__Material for the task__
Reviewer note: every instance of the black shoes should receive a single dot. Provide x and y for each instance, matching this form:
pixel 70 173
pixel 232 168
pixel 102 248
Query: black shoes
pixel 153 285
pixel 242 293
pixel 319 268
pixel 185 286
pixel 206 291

__Your goal__
The listing above is to be transcribed exactly. Include every line.

__Task response__
Reviewer note: every instance of the black shoes should receive a single dot. Provide x and y for each instance, matching this form:
pixel 70 173
pixel 232 168
pixel 102 248
Query: black shoes
pixel 153 285
pixel 242 293
pixel 319 268
pixel 185 286
pixel 206 291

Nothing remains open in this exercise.